Print every one of the records below word for word, changing nothing.
★ ★ ★ ★ ★
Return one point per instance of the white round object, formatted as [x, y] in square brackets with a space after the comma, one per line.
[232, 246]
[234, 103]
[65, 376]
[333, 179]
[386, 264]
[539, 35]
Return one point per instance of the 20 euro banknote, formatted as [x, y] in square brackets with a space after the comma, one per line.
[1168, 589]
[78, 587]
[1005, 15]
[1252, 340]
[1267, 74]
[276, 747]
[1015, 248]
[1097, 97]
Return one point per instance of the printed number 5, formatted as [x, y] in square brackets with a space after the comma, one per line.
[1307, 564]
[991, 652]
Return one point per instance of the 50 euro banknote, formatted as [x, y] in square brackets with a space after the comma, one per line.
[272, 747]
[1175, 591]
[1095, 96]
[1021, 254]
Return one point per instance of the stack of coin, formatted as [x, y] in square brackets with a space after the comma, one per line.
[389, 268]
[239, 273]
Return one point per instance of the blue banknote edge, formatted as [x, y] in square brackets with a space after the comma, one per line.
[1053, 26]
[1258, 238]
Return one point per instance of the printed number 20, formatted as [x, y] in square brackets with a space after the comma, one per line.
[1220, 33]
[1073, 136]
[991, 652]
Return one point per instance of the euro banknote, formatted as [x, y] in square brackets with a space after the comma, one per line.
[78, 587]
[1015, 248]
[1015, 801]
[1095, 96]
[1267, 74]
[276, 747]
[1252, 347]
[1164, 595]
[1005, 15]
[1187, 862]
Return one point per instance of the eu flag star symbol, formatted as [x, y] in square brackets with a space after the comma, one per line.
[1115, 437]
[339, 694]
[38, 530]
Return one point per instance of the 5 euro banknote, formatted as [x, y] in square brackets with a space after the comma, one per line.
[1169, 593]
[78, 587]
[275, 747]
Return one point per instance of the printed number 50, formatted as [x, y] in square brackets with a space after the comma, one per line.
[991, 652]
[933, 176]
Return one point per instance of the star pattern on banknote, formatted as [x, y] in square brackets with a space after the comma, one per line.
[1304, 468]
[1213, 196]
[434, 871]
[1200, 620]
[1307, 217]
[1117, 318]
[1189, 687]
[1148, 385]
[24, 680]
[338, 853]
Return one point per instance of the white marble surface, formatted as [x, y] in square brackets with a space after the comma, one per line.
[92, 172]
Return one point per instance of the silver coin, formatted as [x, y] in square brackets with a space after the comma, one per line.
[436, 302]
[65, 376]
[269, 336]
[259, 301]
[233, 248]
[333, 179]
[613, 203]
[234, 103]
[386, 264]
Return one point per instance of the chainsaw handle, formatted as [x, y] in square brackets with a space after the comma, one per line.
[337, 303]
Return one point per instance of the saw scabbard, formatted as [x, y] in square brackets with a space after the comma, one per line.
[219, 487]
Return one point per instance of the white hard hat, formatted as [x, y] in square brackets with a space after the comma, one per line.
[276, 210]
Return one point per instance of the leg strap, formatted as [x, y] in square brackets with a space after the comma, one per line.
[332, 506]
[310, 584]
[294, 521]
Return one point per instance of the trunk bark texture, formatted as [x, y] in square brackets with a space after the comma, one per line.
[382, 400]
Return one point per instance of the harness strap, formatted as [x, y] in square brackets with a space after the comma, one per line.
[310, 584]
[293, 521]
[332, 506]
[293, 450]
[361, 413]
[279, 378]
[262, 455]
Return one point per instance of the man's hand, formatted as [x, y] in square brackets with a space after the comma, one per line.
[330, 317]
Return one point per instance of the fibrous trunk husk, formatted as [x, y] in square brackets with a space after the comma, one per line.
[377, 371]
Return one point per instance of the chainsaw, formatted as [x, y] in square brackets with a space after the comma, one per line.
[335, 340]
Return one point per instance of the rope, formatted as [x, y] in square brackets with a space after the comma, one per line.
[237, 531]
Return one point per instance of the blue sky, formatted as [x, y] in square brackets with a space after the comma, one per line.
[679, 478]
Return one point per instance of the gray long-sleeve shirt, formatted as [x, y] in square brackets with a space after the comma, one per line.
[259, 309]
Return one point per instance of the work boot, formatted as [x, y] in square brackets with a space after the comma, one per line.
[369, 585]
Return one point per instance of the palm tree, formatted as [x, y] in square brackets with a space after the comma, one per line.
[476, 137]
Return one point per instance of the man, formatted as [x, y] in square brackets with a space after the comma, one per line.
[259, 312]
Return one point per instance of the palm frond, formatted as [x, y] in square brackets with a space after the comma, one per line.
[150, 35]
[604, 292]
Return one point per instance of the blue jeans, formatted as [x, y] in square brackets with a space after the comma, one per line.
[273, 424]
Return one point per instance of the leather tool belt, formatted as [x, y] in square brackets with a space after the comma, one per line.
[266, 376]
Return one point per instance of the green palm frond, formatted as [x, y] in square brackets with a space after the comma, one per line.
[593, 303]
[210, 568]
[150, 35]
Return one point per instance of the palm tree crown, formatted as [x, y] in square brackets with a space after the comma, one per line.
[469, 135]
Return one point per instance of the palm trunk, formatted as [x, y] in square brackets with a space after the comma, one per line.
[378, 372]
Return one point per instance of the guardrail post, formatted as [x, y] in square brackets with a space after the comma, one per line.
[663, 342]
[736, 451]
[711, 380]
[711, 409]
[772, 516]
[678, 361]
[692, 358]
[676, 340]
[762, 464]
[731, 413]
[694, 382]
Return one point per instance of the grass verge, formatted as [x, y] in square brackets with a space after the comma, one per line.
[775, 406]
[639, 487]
★ ★ ★ ★ ★
▶ **FULL SOLUTION**:
Return one point per instance of the white round object, formatted as [x, y] in square brackets with a space after the comma, one per line.
[232, 246]
[234, 103]
[65, 376]
[333, 179]
[386, 264]
[539, 35]
Return one point per instance of the 20 euro banknote, formatted as [x, y] in square brackets with a space after the comma, one per line.
[1168, 589]
[78, 587]
[1005, 15]
[1252, 340]
[1267, 74]
[276, 747]
[1015, 248]
[1097, 97]
Return one point per instance of the printed number 5, formatted as [x, y] in square brackets with a space after the comma, one per line.
[1307, 564]
[991, 652]
Return one point per instance of the 50 euro banknote, formatted as [x, y] in square brackets with a space after the comma, one per line.
[272, 747]
[1175, 591]
[1095, 96]
[1021, 254]
Return one point per instance of the stack of coin, formatted as [x, y] in square brackets with a space after the comma, one per line.
[389, 268]
[239, 273]
Return one point per instance of the blue banknote edge, formatted as [x, y] in square brackets with a space after the comma, one per line.
[1053, 26]
[1258, 238]
Return one point per instance of the printed number 20, formatted as [x, y] in square brackets with a space after the comma, one per line.
[1220, 33]
[1073, 136]
[991, 652]
Return one point per instance of the euro banknote, formatted as [x, y] in square brackets with a space after the comma, one per line.
[78, 587]
[1015, 248]
[1015, 801]
[1095, 96]
[1267, 74]
[276, 747]
[1252, 347]
[1164, 595]
[1005, 15]
[1187, 862]
Return one point per instance of the eu flag star symbol, formatted as [x, y] in square brackets with a space after the comma, one per line.
[1115, 437]
[339, 694]
[38, 530]
Return one point per instance of the 5 euro banknote, formatted as [x, y] in square brackets with a space after the comma, one per line.
[1169, 593]
[78, 587]
[275, 747]
Return one point per instance of the printed number 50, formatted as [x, y] in square brackets with a space after the comma, one per line.
[991, 652]
[933, 176]
Return one point per instance of the star pattern on banknote, formatted as [x, y] in square brackets with a space after the comma, one per line.
[1304, 468]
[1213, 196]
[434, 871]
[1200, 620]
[1307, 217]
[1117, 318]
[1189, 687]
[1148, 385]
[24, 680]
[338, 853]
Return one point per instance of the white marble surface, formatted as [x, y] in square brackets with a space after the comma, one per line.
[92, 172]
Return one point per instance of the silver coin, formatted as [x, y] in square brackets with a space after the comma, one per line.
[436, 302]
[65, 376]
[269, 336]
[259, 301]
[233, 248]
[333, 179]
[613, 203]
[234, 103]
[386, 264]
Return one point per instance of the chainsaw handle, formatted as [x, y] in square brackets with a space after the comma, one per line.
[337, 303]
Return one point per instance of the saw scabbard, formatted as [x, y] in square brackets with a space after the comma, one per line.
[219, 487]
Return one point per instance of the white hard hat, formatted as [x, y] in square brackets with a space after the comma, one per line.
[276, 210]
Return one point per instance of the leg strap, formatted as [x, y] in square brackets with a space after the comma, one per line.
[332, 506]
[310, 584]
[294, 521]
Return one point per instance of the trunk bark texture, formatted as [x, y] in square brackets with a space after the comma, one per line.
[382, 400]
Return one point per instance of the harness strap, formatted as [x, y] in square brackets with a space after the comma, one per line.
[310, 584]
[293, 521]
[332, 506]
[293, 450]
[361, 413]
[279, 378]
[262, 455]
Return one point per instance of the man's hand, formatted as [x, y] in square brackets with a space after the comma, one per line.
[330, 317]
Return one point per instance of the fibrous trunk husk, formatted as [x, y] in square brackets with a space after the comma, one per line.
[377, 371]
Return one point per instance of the chainsaw, formatted as [x, y] in square brackets with a space after the comma, one per line.
[335, 340]
Return one point per instance of the rope, formatted as [x, y] in square brackets with a space after the comma, one per line.
[237, 531]
Return one point per instance of the blue sky, formatted as [x, y] in square brackets with a space after the comma, one per line.
[679, 478]
Return one point per instance of the gray long-sleeve shirt, formatted as [x, y] in square brackets with a space after the comma, one per line.
[259, 309]
Return one point per instance of the work boot, formatted as [x, y] in square brackets with a space after the comma, one per line.
[369, 585]
Return one point per instance of the palm tree, formatted as [x, y] in square brackets with a space after the comma, one per line.
[476, 137]
Return one point per instance of the man, formatted as [x, y] in square brackets with a space after the comma, one per line.
[259, 312]
Return one point per instance of the palm frond, formatted as [x, y] in square brackets with a space after the comma, one per line.
[150, 35]
[604, 292]
Return one point per instance of the blue jeans, formatted as [x, y] in square brackets with a space after the comma, one per line.
[273, 424]
Return one point per instance of the leather tool belt, formatted as [x, y] in square brackets with a space after the comma, one per line.
[266, 376]
Return one point per instance of the green palm frond, formatted as [x, y] in square brackets with a space after the comma, one per line.
[593, 303]
[210, 568]
[150, 35]
Return one point per instance of the palm tree crown, formatted as [x, y] in square brackets with a space after the comma, one per line.
[469, 135]
Return one point per instance of the palm trunk, formatted as [x, y] in square brackets with a space after the comma, one per line.
[378, 372]
Return one point per instance of the guardrail post, formatted as [x, y] in square brackets with a space after the comma, one per line.
[663, 342]
[736, 451]
[711, 380]
[711, 409]
[772, 516]
[678, 361]
[692, 358]
[676, 340]
[762, 464]
[731, 413]
[694, 382]
Return one point per instance of the grass verge, formatted as [x, y] in square brackets with a space after the comma, one per line.
[775, 406]
[639, 487]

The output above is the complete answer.